GOAL ::
Continue the essay about the five-dollar bill and Teen Mania Ministries, starting right after its last sentence.

Deconstructing a Mission: The Five Dollars I Never Spent
Saving a Generation for Christ—Or Losing Myself?
I’ve had this five dollar bill for twenty years.
A sense of loyalty to my faith and the mission inscribed on it compelled me to retain it indefinitely as a talisman for my eternal dedication.
It was given to me by a mentor at age 18 after it was swapped from a twenty thousand person offering raked in at a stadium filled youth event. Imagine the hype and intention behind each of those bills given in response to the call for American teens to rise up, reject pop culture, and recreate a holy one on their own terms. If it sounds intense and maybe a bit culty, that is because it was. And I was right in the middle of all of it.
The Middle
A week into my adult life, I packed a suitcase and started my journey of moving from Alaska to a small barely notable 454 acre compound set up in East Texas. I had been
considering this transition for a few years, but had confirmed my choice officially the previous summer when I had returned home from a month-long mission trip to Botswana Africa.
Teen Mania Ministries was a combination of large youth events known as Acquire the Fire, mission trip coordination known as Global Expeditions, and a leadership intern year known as the Honor Academy.
The Start
As a young preteen, I had several very powerful experiences at the youth conventions. This is where I learned of the bigger evangelical mission to bring all of my friends, family, and global neighbors into the saving power of knowing Jesus Christ as their Lord and Savior. In a stadium filled with ten thousand of my peers and the youth pastors that led us, I became deeply and sincerely motivated to become a part of a movement; as they called it.
I exuded dedication. I organized the See You at the Pole meetings at my middle school. I took my Bible to lunch with me so that my friends could see I was “set apart” and be captivated with reasons to join me. I attended all the church services on multiple weekdays and led my own. I followed the teachings of my specific brand of Christianity as if my life depended on it. And I started to glorify sacrifice and service for the kingdom of God as my own personal mission.
My first actual mission trip was at age 15 to the small villages in Alaska where I had moved. My sweet sixteen was a worship service lock-in at my church because I wanted to give God all the glory for my life. And I turned 17 in Africa because the mission was my life.
No one told me this is who I had to be. At least not explicitly. I loved having a purpose compelling every decision I made, a greater meaning for every opportunity I entertained, and a rubric for every friendship or romance I nourished. The ritual of consulting God on every aspect of my life and learning to wait for his will to take place was a perpetual high and low that kept me moving forward.
Practicing the “be still and know I am God” directive was a sacred application of faith for me. I never did anything without a reverent connection to where God was in the narrative. That external focus directing me to seek God’s location at all times also pulled me outside myself. To not be conformed to this world meant in many ways not to be a member of it. And in any given moment, to be in some way suspended from my own humanity.
I didn’t think to notice. To be separate was a fruit proving my faithfulness and sanctification. The cycle of metaphorically dying to myself repeatedly embodied the phrase, “so heavenly minded that you are no earthly good”. It is hard to quantify the number of times I wondered if God would come for a walk with me and take me to heaven like Enoch. But since that did not happen, I began to notice my tethering to this earth would require some participation. So I focused on ways to take all that power obtained from constantly renewing my mind and not being of the world to infuse God into it in some way. I assumed that was God’s highest desire after all; to reach and save my generation for Christ
.

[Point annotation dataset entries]
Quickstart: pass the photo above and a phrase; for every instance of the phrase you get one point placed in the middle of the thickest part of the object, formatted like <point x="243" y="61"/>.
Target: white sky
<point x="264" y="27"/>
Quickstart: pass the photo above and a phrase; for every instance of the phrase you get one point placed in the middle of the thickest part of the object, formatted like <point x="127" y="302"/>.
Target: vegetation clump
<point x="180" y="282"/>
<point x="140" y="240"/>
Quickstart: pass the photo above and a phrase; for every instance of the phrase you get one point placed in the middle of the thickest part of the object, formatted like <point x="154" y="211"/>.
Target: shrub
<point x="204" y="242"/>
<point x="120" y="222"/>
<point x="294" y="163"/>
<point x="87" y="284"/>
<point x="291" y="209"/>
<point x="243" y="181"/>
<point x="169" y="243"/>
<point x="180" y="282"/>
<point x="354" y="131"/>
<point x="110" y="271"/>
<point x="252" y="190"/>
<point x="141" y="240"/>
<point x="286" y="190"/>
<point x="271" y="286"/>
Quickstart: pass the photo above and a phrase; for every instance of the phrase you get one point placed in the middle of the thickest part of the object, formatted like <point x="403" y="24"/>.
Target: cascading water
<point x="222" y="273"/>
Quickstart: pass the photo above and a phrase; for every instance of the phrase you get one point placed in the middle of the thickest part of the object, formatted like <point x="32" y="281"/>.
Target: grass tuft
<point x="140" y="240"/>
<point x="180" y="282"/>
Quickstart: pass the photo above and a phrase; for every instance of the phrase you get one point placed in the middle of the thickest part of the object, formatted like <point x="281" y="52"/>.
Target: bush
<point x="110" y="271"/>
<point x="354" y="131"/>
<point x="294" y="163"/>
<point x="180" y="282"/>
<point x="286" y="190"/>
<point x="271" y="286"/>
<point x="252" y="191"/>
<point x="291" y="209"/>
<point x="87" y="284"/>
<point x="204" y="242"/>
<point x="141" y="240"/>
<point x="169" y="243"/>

TASK ANSWER ::
The Almost End
This led me perfectly to the doorsteps of the Honor Academy. The context I could insert here to explain what exactly I encountered at this year-long internship and the ways in which it deeply molded me is really the start to many more stories. Subscribe for those to come.
What I can say in short is that I was sold on deferring my full college scholarship with the promise that my relationship with Jesus would grow exponentially in a place and with people holding the same mission I enlisted in as that twelve year old at the start of the story.
My rose covered glasses made all the red flags just look like flags.
So off I went to save the world.

Back to the Point
What does this have to do with a five dollar bill?
In case the inscription is difficult to make out, it reads, “This is to save a generation for Christ. Romans 12:2”.
If you are familiar with this verse, you know it demands that you not be conformed to this world along with a petition to renew your mind consistently in order to discern what God’s will is.
But it doesn’t really say how to use the buying power of five hundred pennies to save anyone; let alone a generation. The never ending nature of discerning God’s will through a constant state of renewing your mind is a built in fail safe for no direct answers to be obtained. In my circle, God’s will was portrayed as both a mystery to uncover yourself and a checklist to follow by the pulpit leaders who we trusted to have already decoded the mystery. If ever in conflict, it was the Bible interpreted through a black and white lens that would break the tie.
It is curious to me that I didn’t take the money and go buy myself a warm drink. I was a member of my generation after all (millennial in case that detail matters to you) and I felt like I needed saving after returning home to Alaska with no actual direction for my life.
I would never have admitted that then. The having no direction part. I would continue following the highs and lows of seeking in every aspect of my life to the tune of staying in sacrificial places that actively caused me harm. And I would receive accolades for my dedication, faithfulness, and passion to God at every step along the way up until the time I started resisting the interpretation of God’s will as black and white.
I think I held onto the bill because nothing ever felt complete or perfect enough of an opportunity to fulfill the mandate on it. And of course I could not trust myself to discern correctly.
And then twenty years go by.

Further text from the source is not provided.